Stated task:
Count the lines of the material below that contain the string "lagoon", matching case exactly, and give only that number.

Records shown:

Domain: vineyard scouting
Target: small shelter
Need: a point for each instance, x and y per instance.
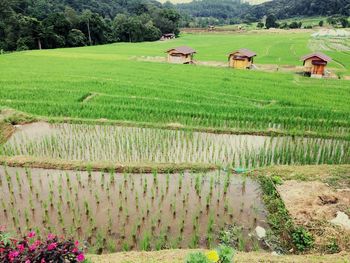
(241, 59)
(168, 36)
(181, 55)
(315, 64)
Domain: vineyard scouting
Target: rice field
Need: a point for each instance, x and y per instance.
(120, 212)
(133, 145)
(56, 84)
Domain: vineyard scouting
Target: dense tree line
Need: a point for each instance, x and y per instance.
==
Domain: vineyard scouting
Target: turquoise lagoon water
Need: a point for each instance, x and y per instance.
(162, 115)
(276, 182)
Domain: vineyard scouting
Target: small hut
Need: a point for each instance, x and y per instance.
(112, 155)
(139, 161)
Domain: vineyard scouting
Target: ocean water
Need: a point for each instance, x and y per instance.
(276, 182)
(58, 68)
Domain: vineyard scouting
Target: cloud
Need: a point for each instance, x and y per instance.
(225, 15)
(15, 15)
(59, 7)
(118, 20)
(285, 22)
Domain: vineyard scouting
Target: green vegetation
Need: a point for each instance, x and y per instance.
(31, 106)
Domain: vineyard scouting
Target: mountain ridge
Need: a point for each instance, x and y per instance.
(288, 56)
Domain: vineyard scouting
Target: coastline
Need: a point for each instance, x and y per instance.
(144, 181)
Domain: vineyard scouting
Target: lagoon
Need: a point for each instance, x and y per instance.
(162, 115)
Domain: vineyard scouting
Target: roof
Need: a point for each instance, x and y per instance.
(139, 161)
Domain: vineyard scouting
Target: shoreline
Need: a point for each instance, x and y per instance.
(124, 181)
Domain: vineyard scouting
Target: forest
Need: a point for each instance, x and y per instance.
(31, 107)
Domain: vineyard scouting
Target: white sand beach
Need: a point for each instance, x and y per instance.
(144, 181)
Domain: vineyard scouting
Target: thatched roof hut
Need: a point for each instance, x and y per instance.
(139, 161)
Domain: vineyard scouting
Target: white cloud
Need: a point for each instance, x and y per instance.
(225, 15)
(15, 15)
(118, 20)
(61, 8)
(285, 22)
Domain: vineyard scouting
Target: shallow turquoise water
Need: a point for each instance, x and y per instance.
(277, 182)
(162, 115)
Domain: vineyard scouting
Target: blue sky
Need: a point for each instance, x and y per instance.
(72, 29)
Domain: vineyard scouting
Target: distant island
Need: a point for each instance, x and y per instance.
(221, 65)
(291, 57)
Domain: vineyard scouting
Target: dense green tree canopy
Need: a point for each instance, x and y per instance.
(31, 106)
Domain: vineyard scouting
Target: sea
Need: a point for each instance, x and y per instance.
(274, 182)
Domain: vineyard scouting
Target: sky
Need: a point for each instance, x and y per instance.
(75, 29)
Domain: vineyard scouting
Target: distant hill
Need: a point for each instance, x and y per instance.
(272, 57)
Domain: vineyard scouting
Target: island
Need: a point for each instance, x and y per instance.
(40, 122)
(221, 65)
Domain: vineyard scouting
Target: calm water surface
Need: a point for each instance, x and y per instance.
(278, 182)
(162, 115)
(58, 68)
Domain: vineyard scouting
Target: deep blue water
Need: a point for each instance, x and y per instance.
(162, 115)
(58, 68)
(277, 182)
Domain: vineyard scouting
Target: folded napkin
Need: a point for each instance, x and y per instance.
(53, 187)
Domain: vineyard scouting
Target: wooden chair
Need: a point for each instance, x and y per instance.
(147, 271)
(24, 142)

Solved exercise:
2